:: DATA FOR REVIEW ::
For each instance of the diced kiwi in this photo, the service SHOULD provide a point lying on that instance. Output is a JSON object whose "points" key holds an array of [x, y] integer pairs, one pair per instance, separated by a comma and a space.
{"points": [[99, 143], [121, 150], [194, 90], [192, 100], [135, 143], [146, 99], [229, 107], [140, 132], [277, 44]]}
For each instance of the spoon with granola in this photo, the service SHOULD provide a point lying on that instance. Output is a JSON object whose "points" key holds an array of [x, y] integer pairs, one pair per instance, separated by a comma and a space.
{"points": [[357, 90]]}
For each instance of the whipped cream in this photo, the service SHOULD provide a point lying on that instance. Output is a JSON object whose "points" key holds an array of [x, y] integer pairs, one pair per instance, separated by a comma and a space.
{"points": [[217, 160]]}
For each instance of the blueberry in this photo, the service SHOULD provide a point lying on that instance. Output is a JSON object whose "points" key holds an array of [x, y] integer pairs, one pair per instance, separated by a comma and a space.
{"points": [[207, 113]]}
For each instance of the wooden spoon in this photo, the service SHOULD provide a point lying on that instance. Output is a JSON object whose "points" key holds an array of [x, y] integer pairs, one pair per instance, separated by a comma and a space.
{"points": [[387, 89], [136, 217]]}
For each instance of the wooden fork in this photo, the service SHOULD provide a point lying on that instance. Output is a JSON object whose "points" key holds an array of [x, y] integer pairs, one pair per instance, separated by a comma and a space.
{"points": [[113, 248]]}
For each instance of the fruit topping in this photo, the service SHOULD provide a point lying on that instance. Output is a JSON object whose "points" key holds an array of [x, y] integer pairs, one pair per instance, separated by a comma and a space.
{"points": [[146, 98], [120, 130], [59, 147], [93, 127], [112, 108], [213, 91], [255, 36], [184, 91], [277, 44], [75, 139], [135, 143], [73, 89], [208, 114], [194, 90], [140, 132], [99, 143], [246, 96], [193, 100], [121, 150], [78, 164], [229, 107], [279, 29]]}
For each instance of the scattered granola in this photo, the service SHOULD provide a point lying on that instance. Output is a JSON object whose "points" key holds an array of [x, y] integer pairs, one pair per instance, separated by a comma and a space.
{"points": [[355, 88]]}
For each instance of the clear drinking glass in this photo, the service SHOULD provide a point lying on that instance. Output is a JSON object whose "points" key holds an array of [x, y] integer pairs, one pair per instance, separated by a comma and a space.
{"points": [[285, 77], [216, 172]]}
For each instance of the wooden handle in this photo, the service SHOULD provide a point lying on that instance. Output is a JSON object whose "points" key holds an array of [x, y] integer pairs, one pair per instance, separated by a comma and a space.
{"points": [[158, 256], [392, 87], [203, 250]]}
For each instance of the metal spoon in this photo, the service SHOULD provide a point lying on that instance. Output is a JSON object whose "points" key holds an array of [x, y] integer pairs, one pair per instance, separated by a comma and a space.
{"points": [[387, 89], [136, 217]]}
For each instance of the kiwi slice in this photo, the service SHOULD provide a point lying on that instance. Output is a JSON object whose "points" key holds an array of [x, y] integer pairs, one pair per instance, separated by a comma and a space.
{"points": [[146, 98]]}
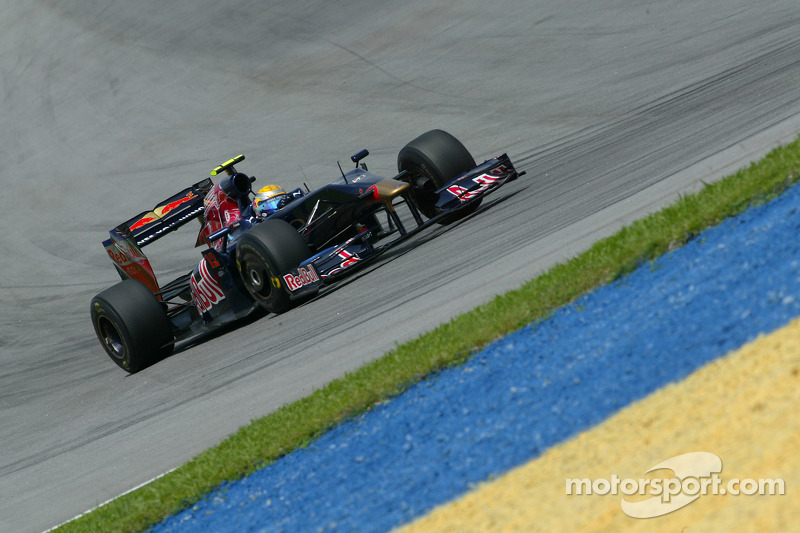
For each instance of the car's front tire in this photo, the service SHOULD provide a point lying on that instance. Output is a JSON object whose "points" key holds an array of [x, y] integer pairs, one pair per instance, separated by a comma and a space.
{"points": [[132, 325], [431, 160]]}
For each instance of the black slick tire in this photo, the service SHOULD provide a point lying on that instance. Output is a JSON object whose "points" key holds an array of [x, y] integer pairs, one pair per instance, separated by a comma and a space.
{"points": [[263, 253], [431, 160]]}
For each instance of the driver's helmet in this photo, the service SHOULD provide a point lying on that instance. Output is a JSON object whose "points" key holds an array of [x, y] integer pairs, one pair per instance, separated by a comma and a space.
{"points": [[267, 199]]}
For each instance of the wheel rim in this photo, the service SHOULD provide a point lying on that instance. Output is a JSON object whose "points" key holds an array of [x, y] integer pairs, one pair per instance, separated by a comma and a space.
{"points": [[256, 276], [112, 340]]}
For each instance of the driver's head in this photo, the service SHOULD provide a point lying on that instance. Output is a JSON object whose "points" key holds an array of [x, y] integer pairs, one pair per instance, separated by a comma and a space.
{"points": [[267, 199]]}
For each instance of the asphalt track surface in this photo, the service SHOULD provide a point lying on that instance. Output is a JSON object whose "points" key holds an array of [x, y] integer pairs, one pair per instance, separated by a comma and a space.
{"points": [[611, 107]]}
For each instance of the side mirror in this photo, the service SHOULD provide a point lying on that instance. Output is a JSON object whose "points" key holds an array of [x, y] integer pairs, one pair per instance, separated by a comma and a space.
{"points": [[355, 158]]}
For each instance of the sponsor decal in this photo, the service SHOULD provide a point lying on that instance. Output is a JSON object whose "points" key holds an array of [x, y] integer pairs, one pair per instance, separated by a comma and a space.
{"points": [[145, 220], [206, 291], [165, 209], [170, 226], [305, 276], [161, 211]]}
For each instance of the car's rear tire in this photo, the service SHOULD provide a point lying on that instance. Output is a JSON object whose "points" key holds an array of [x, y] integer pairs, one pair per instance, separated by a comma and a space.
{"points": [[263, 253], [431, 160], [132, 325]]}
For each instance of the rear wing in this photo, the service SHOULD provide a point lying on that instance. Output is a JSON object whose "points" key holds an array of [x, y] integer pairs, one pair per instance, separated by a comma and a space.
{"points": [[124, 246]]}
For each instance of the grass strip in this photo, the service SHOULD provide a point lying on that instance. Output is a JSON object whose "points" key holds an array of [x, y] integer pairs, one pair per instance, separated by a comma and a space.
{"points": [[296, 425]]}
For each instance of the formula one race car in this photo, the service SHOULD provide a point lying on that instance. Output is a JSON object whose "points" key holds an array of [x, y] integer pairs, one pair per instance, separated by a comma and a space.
{"points": [[253, 261]]}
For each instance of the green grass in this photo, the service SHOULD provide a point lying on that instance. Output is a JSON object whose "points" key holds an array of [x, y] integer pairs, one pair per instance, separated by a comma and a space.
{"points": [[296, 425]]}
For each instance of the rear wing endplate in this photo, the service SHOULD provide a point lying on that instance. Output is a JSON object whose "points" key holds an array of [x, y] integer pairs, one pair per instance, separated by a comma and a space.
{"points": [[124, 246]]}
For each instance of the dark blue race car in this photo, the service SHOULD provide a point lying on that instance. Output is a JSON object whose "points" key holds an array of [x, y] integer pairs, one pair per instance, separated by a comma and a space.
{"points": [[251, 262]]}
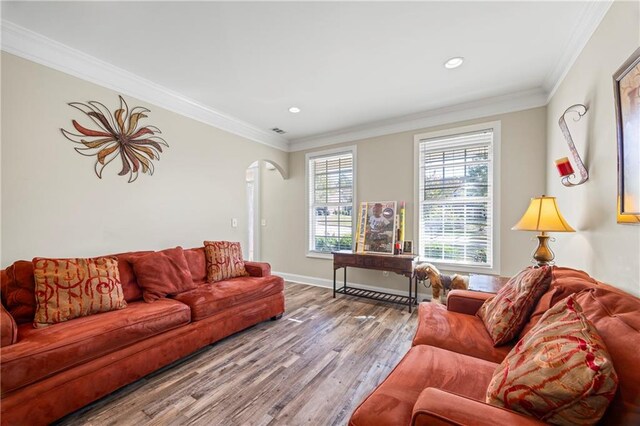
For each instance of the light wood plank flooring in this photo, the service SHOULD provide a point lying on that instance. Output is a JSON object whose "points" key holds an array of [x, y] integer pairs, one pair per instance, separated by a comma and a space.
{"points": [[312, 367]]}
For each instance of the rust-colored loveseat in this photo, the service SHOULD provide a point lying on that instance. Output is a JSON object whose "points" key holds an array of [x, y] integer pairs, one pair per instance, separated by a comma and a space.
{"points": [[443, 378], [49, 372]]}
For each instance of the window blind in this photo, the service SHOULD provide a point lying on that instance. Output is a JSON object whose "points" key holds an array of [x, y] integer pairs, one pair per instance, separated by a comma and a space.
{"points": [[455, 199], [331, 202]]}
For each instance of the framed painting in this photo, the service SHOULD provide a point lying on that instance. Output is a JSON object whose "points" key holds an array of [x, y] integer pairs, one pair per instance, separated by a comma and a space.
{"points": [[626, 82], [378, 226]]}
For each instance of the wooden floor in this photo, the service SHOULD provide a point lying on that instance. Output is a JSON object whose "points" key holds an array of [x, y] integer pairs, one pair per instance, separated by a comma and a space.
{"points": [[312, 367]]}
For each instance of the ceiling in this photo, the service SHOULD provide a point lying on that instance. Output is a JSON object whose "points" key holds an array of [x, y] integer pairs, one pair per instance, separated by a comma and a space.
{"points": [[348, 66]]}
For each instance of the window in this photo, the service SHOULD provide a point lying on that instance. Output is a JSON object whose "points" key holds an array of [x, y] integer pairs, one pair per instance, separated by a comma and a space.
{"points": [[330, 180], [456, 198]]}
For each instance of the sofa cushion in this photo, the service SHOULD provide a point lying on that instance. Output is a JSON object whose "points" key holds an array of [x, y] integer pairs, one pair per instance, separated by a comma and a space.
{"points": [[197, 261], [18, 291], [130, 287], [560, 372], [422, 367], [224, 260], [507, 313], [616, 316], [210, 299], [162, 273], [46, 351], [8, 328], [457, 332], [72, 288], [564, 281]]}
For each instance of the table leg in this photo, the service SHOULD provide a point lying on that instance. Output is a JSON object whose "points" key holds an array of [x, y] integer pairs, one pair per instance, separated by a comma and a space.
{"points": [[344, 284], [410, 298], [334, 283]]}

:: REQUIRED WORK ::
Only the lines from the one containing "For each instance of the sofa" to the end of the listing belong in the output, each reproduced exactly.

:: YOUR RESPONSE ::
For each instance of the sofa cushion in this photo, the service SHOULD provide a point lying on that instance. Output is a JSON object whose "points" key holds an array of [x, y] integer pairs, one pair per instance, separated by a comma and a space.
{"points": [[197, 261], [18, 291], [130, 287], [560, 372], [422, 367], [224, 260], [507, 313], [616, 316], [210, 299], [162, 273], [46, 351], [8, 328], [457, 332], [72, 288], [564, 281]]}
For each instance of the table leg in this photo, the service SHOULD provide a point lying on that instance. Output is a JSON object whose "points" key holds an array of [x, y] integer pairs, one pair per instance, separated by a comma and a space.
{"points": [[344, 284], [410, 298], [334, 283]]}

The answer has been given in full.